» **Exercise requirements**:
Swap "drywall surface" for "plaster wall" in everything from the start of the material down to the line containing "point(609, 806)", and reproduce those lines otherwise unchanged.
↓↓↓
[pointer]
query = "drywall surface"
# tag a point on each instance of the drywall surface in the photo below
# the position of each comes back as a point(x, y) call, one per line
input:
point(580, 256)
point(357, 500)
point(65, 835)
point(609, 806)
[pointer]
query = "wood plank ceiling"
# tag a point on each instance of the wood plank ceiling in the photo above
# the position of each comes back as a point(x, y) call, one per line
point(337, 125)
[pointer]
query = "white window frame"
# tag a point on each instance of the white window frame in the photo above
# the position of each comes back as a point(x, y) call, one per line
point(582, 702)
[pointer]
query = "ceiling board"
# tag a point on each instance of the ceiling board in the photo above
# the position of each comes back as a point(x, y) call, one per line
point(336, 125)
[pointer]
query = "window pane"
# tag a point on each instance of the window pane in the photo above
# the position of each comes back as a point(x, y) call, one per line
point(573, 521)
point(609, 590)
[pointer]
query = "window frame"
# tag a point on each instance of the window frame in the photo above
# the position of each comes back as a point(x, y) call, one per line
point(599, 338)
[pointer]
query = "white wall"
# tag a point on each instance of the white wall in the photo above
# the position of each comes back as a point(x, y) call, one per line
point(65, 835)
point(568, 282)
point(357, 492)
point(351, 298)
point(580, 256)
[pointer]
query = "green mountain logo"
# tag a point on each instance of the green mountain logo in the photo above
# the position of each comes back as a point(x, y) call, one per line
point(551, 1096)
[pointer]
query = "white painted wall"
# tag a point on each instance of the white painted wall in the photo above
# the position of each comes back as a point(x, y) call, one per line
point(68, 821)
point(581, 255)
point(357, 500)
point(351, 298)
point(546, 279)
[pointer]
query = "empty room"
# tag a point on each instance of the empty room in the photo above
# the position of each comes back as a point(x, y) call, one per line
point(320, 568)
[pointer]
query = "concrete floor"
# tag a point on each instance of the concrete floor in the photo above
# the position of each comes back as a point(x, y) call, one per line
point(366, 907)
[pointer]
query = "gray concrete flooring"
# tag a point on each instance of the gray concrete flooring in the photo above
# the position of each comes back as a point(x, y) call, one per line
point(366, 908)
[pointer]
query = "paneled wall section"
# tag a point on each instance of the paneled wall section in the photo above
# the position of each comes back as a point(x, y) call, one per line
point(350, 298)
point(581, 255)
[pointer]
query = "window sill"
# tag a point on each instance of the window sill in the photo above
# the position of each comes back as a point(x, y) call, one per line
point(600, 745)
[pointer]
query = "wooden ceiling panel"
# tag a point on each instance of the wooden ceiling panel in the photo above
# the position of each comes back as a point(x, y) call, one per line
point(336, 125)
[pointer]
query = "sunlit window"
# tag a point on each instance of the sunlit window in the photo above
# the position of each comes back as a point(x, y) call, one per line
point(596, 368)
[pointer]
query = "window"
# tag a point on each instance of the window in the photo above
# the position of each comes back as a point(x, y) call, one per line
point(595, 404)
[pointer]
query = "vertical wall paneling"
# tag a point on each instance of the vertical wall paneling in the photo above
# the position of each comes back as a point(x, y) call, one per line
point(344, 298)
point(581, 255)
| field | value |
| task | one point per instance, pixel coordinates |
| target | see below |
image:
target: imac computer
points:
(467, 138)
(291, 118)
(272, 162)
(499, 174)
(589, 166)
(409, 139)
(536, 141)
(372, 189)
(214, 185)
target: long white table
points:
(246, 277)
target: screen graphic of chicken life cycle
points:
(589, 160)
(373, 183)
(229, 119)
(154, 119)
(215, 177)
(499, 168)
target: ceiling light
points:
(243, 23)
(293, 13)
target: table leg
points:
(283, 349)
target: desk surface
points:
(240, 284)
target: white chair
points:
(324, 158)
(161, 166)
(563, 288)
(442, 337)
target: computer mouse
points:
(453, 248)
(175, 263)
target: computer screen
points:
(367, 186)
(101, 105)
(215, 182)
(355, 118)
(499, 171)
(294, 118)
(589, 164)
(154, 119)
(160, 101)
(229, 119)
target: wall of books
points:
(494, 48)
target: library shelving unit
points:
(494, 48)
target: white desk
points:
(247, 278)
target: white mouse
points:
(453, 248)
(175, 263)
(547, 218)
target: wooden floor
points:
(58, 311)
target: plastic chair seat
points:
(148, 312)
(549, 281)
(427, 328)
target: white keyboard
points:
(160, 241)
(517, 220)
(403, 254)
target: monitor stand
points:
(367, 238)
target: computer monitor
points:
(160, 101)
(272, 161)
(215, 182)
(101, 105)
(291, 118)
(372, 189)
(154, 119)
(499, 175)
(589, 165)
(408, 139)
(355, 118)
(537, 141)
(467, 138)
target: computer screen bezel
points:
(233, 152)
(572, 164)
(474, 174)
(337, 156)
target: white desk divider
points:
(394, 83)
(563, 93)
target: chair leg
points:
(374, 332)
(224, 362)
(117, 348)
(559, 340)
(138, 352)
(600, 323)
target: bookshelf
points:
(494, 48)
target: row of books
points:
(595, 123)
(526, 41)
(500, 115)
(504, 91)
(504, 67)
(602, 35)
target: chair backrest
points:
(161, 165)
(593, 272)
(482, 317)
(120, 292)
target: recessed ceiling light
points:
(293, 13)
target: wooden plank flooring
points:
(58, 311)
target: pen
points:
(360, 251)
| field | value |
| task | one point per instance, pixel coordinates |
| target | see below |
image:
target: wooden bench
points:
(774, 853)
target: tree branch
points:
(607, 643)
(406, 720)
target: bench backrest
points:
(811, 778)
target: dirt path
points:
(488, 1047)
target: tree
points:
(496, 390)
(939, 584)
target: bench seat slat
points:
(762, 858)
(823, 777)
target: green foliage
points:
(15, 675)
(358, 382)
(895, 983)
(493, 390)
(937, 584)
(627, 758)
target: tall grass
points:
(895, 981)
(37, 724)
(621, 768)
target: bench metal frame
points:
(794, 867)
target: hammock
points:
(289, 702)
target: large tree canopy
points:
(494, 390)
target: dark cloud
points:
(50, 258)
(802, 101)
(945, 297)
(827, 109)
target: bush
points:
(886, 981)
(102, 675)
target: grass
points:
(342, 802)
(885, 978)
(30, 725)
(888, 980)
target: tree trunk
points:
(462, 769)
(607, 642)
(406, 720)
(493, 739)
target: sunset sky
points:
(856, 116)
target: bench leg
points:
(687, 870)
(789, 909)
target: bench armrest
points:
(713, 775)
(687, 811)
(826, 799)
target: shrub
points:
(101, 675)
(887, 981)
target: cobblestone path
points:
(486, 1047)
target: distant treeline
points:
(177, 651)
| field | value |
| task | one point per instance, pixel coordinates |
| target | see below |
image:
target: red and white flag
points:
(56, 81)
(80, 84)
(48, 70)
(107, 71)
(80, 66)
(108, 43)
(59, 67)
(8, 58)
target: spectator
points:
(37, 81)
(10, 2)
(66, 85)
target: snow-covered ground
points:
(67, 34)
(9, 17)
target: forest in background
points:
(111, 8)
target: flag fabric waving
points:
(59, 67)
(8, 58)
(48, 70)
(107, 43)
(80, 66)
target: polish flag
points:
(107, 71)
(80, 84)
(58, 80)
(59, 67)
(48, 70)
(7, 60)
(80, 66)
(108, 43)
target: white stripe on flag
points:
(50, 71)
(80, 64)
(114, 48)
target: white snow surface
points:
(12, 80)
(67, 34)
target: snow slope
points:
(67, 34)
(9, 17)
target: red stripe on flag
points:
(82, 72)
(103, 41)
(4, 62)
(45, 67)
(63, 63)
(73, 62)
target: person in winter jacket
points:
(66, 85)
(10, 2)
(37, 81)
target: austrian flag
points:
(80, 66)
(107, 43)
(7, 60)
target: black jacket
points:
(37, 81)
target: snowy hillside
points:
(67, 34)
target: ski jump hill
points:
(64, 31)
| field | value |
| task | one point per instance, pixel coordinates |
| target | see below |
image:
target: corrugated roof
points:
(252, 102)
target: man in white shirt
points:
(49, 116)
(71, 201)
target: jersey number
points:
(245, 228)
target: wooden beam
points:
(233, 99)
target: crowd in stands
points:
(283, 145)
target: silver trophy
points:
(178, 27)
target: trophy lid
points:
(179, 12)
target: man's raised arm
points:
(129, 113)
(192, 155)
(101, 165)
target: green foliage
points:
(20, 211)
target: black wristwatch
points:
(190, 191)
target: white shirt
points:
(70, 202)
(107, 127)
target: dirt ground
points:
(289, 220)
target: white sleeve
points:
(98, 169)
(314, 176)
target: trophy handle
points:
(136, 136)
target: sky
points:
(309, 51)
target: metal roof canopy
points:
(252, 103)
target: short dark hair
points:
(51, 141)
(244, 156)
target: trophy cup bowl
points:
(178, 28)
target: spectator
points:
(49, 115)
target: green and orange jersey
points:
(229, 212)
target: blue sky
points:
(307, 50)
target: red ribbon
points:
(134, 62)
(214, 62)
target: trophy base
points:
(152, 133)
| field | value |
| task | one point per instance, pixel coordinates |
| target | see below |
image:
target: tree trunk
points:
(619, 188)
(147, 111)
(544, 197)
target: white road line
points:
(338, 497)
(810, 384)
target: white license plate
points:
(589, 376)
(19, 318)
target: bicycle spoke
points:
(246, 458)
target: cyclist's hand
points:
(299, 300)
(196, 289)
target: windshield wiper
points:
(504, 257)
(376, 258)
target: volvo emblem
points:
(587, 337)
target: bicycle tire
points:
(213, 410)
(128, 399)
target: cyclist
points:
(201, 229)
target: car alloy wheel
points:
↑↑↑
» **Reply to the exercise**:
[pointer]
query = "plaster wall"
# tag a point on each instance of the plaster wall in the photo below
# the position of each comes back as a point(x, y) call, one per line
input:
point(580, 256)
point(357, 500)
point(65, 835)
point(609, 806)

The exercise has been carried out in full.